### Aim of the task
Reproduce the Anime Survivor blog post below word for word, from start to finish.

### Source passage
__________

Tuesday, May 15, 2012

Anime Survivor: Spring '12 - Week 4.2


Let's cut to the chase. I feel guilty for showing Saki: Achiga-hen the door first, but it had to be done. More game strategy and less talky-talky, and I might have let it stick around longer. No one picked it to get dumped this early, but I'm sure at least half of you that cast your votes will be satisfied this week.

The sixth show to be escorted off the island in this season's Anime Survivor is...


 


Selling Point: From what I can gather, if H.P. Lovecraft were alive today and writing scripts for anime shows in Japan, he would either be the worst possible creative mind or on a level of horror too far above our horizon to comprehend.

His efforts would either be too squeamish and narcotic for the average viewer to stomach or an ash-colored ambrosia that would feel the starved anime fan. While I haven't read much of his stories, I did mull over his collaborative effort "The Crawling Chaos" and found it to be a stunning read; the narrator's visions of drug-induced anarchy and the eventual collapse of the world speak volumes about Lovecraft's own tortured state of mind within a society teetering between faith and science.

So...yeah! Let's make an anime about him!


Well, not about Lovecraft, per se, but about the entities that he created from that quagmire. See, those stories Lovecraft wrote a century ago were actually non-fiction—high-schooler Mahiro Yasaka discovers this the hard way when he is saved from a vicious alien menace by an ahoge-haired girl. She immediately destroys the fourth wall by declaring herself to be an alien and the same Nyarlathotep that Lovecraft wrote about. Vowing to protect Mahiro out of duty, the happy-go-crazy "Nyarko-san" ends up falling for him and crashing his residence.

And what show about a clingy alien girlfriend wouldn't be complete without the makings of a harem? Soon, the moochers triple in number, as Nyarko is joined by "Kuuko", a female Cthugha with a disturbing sexual attachment to Nyarko, and "Hasuta", an androgynous male version of Hastur who has adopted Mahiro as his "onii-chan". Throw in a bunch of incompetent space aliens and some complicated interstellar video-game conspiracy involving Mahiro's mother, and you have...something that looks awfully familiar.

__________

### Raw records
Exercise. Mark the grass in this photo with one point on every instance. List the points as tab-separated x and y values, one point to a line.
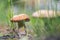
40	26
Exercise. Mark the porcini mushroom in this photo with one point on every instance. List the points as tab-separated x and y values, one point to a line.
45	14
20	19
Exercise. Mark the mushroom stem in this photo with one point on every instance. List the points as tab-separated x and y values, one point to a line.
22	24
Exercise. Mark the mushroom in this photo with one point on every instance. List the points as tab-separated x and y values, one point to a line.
20	19
45	14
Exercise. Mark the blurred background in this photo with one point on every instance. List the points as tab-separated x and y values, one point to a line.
39	28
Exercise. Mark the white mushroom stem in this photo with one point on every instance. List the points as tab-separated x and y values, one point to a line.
45	13
22	24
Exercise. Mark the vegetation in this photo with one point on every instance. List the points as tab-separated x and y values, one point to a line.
42	27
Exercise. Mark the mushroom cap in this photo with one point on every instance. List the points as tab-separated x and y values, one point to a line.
44	14
20	17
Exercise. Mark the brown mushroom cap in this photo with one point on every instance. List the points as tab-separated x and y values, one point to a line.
20	17
45	14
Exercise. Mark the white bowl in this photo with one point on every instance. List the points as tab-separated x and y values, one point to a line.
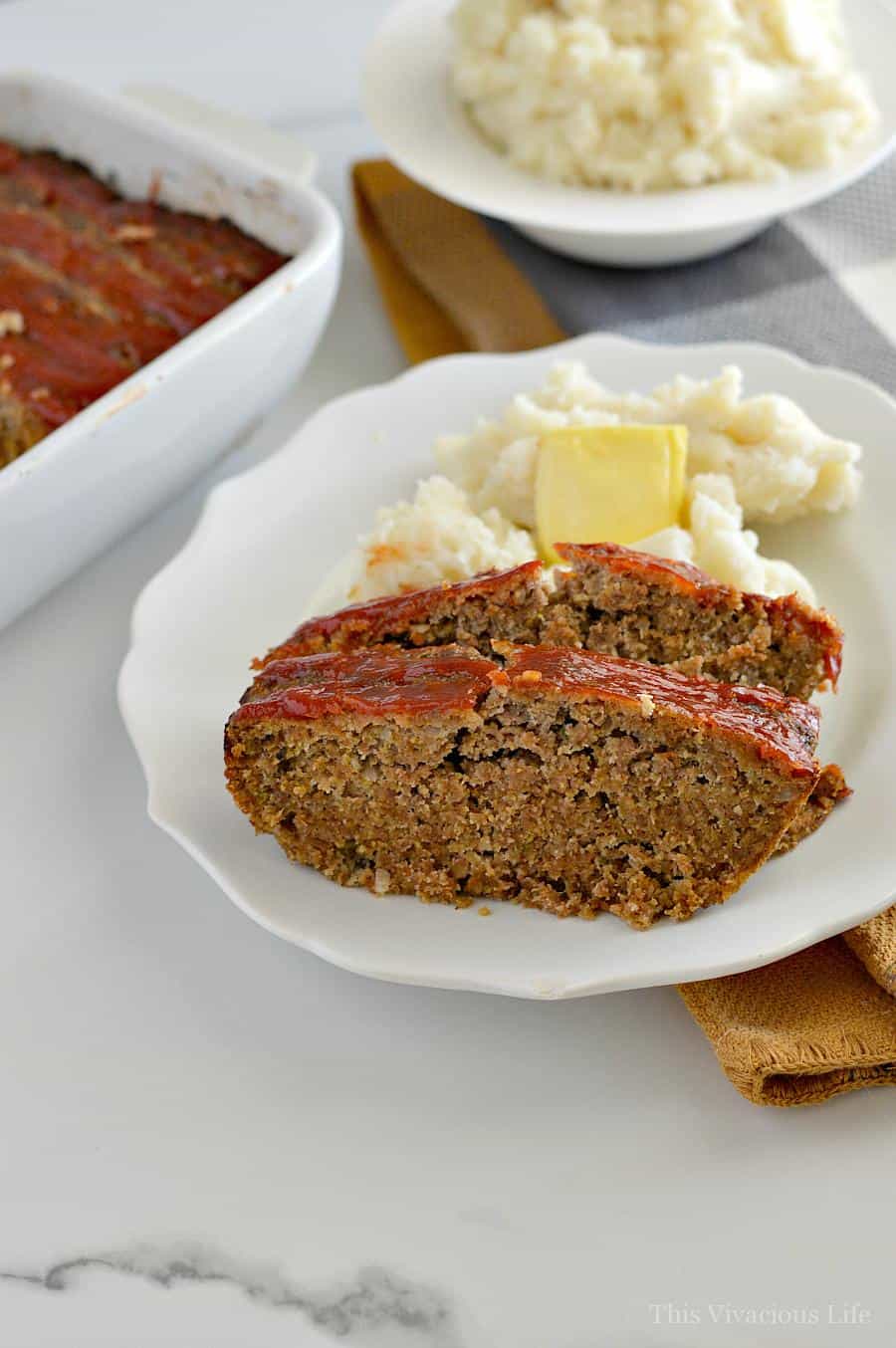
408	100
85	484
269	538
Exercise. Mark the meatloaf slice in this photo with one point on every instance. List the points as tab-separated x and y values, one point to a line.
645	608
566	780
606	598
829	791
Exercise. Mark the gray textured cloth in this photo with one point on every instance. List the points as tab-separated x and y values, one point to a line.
785	288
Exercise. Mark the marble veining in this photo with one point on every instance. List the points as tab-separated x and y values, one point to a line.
376	1298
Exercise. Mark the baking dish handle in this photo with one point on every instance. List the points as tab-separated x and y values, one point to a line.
275	147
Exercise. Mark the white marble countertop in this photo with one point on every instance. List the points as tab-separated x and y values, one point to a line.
210	1138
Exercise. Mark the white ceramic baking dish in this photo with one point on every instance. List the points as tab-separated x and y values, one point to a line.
120	459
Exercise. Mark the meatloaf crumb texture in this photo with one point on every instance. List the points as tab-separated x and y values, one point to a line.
829	791
564	780
606	598
94	286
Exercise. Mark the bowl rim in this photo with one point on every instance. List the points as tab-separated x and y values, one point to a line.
406	96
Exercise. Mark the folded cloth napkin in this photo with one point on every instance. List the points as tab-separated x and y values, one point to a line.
823	1020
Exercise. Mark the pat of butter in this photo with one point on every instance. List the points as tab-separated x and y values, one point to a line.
608	484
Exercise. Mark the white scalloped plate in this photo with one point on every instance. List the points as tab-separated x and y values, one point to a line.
269	538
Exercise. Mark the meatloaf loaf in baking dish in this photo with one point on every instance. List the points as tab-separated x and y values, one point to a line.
562	780
606	598
94	286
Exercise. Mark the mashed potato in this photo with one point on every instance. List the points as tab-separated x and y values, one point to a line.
759	459
434	538
660	94
781	463
717	542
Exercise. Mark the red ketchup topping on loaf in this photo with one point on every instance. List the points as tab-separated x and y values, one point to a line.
694	582
779	727
104	285
381	682
376	682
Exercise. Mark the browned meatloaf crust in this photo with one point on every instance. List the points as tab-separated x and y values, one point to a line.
829	791
606	598
566	780
94	286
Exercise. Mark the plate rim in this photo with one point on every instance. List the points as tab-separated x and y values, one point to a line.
500	985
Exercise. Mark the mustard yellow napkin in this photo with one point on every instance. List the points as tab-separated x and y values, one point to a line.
797	1031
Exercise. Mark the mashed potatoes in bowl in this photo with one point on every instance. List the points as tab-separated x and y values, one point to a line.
650	95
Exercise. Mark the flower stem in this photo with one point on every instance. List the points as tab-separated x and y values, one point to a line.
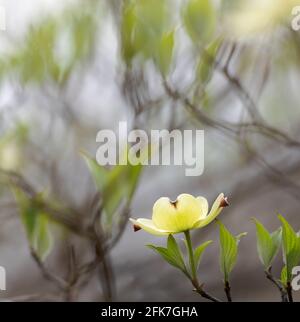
289	292
191	255
227	290
194	279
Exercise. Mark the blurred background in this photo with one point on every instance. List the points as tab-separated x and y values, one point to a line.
71	68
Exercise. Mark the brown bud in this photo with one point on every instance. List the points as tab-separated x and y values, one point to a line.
224	202
136	228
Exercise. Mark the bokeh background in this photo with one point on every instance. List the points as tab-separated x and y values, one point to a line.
71	68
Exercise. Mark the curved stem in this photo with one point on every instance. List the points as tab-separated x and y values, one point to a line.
191	255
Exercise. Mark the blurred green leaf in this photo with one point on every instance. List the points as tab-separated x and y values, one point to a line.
115	185
199	17
36	60
199	251
267	244
165	52
228	250
43	241
146	20
165	255
36	224
205	65
291	247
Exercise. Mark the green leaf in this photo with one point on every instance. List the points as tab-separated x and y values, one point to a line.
199	17
144	19
228	250
291	247
164	252
43	241
199	251
267	244
36	224
174	252
127	32
283	276
165	53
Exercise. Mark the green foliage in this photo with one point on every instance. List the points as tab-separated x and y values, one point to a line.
36	59
206	62
116	185
36	224
147	20
268	244
171	253
291	247
199	17
228	250
283	276
165	53
198	252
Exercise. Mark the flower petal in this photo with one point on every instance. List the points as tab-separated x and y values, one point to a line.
177	216
149	226
214	212
203	206
164	214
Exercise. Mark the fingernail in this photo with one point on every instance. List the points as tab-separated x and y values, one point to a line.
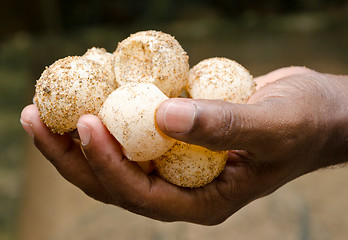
85	134
179	116
28	128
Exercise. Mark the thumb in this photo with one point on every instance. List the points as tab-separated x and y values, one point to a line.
217	124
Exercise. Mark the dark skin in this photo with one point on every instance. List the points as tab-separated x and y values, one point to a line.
294	124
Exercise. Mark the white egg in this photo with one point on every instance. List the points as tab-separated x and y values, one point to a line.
129	115
154	57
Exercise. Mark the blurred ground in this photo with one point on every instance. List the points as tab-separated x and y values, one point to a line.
36	203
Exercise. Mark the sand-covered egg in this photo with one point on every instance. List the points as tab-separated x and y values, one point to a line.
105	59
154	57
220	78
188	165
129	115
69	88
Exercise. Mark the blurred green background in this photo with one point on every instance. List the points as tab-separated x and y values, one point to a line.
261	35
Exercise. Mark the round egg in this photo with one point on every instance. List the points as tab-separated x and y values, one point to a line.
129	115
105	59
154	57
188	165
220	78
69	88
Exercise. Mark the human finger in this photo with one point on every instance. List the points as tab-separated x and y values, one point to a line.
219	125
279	74
131	188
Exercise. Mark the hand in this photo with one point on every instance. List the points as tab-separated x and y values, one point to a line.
293	125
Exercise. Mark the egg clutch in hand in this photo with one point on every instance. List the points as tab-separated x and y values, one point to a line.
125	88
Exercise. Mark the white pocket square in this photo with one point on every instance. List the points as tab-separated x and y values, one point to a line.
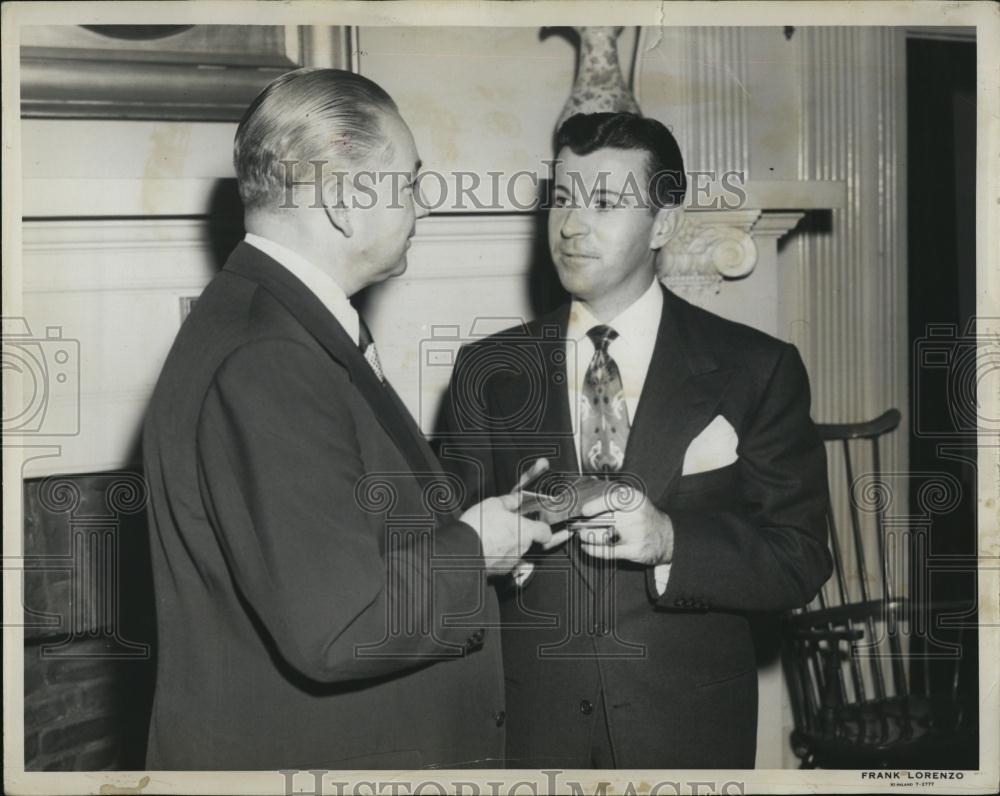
713	448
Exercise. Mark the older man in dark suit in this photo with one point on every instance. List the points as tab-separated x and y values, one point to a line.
630	646
319	605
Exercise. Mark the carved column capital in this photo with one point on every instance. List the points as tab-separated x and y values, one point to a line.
714	245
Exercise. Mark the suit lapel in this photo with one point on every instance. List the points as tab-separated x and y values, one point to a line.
250	263
683	388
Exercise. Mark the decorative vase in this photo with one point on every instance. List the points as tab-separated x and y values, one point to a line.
599	85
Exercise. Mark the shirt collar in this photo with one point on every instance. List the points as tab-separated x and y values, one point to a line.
639	321
319	283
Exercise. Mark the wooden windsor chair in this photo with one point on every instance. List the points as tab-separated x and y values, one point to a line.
864	691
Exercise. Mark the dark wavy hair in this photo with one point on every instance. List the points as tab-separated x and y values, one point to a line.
584	133
308	114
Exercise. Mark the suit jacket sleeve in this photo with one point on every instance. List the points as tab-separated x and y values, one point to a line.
772	553
279	462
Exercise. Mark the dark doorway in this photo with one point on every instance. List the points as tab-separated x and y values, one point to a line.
941	86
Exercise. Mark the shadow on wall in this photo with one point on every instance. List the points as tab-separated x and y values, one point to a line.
89	662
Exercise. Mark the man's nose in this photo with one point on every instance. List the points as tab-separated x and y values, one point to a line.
573	223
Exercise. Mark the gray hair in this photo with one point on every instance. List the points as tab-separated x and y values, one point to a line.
308	114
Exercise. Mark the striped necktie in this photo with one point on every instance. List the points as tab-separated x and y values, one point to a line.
367	346
603	412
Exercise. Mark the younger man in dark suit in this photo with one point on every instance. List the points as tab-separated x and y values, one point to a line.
629	645
319	605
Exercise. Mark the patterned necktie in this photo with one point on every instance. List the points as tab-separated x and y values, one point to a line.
603	412
367	346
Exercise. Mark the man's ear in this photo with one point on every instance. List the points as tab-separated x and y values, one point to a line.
666	225
335	205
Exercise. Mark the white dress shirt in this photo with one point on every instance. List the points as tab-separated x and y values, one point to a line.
632	350
320	283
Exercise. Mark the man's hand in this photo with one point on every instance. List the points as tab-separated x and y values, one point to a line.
640	533
503	532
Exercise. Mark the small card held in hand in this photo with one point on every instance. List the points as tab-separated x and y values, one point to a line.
557	498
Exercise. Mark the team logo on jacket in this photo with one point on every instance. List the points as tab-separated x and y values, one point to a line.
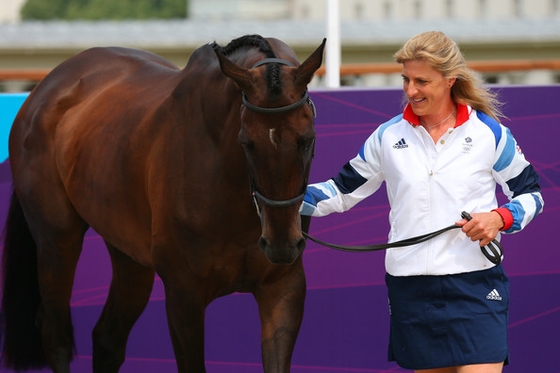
467	145
401	144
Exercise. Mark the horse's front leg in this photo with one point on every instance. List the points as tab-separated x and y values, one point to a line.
281	304
185	308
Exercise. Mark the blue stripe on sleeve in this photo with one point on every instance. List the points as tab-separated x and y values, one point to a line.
314	195
526	182
507	154
492	124
518	213
348	179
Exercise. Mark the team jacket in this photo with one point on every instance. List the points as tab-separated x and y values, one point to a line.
429	184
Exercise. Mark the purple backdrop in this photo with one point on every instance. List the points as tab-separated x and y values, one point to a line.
345	328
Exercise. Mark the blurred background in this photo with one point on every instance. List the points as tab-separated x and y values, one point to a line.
507	41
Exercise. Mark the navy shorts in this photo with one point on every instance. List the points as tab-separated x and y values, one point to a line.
444	321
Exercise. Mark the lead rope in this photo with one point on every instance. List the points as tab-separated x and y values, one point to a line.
493	251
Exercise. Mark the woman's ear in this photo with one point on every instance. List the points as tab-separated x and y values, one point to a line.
451	81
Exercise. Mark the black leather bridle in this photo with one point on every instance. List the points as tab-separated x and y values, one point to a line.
493	251
257	196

__________

### Answer for this exercise
Tuesday, May 15, 2012

Anime Survivor: Spring '12 - Week 4.2


Let's cut to the chase. I feel guilty for showing Saki: Achiga-hen the door first, but it had to be done. More game strategy and less talky-talky, and I might have let it stick around longer. No one picked it to get dumped this early, but I'm sure at least half of you that cast your votes will be satisfied this week.

The sixth show to be escorted off the island in this season's Anime Survivor is...


 


Selling Point: From what I can gather, if H.P. Lovecraft were alive today and writing scripts for anime shows in Japan, he would either be the worst possible creative mind or on a level of horror too far above our horizon to comprehend.

His efforts would either be too squeamish and narcotic for the average viewer to stomach or an ash-colored ambrosia that would feel the starved anime fan. While I haven't read much of his stories, I did mull over his collaborative effort "The Crawling Chaos" and found it to be a stunning read; the narrator's visions of drug-induced anarchy and the eventual collapse of the world speak volumes about Lovecraft's own tortured state of mind within a society teetering between faith and science.

So...yeah! Let's make an anime about him!


Well, not about Lovecraft, per se, but about the entities that he created from that quagmire. See, those stories Lovecraft wrote a century ago were actually non-fiction—high-schooler Mahiro Yasaka discovers this the hard way when he is saved from a vicious alien menace by an ahoge-haired girl. She immediately destroys the fourth wall by declaring herself to be an alien and the same Nyarlathotep that Lovecraft wrote about. Vowing to protect Mahiro out of duty, the happy-go-crazy "Nyarko-san" ends up falling for him and crashing his residence.

And what show about a clingy alien girlfriend wouldn't be complete without the makings of a harem? Soon, the moochers triple in number, as Nyarko is joined by "Kuuko", a female Cthugha with a disturbing sexual attachment to Nyarko, and "Hasuta", an androgynous male version of Hastur who has adopted Mahiro as his "onii-chan". Throw in a bunch of incompetent space aliens and some complicated interstellar video-game conspiracy involving Mahiro's mother, and you have...something that looks awfully familiar.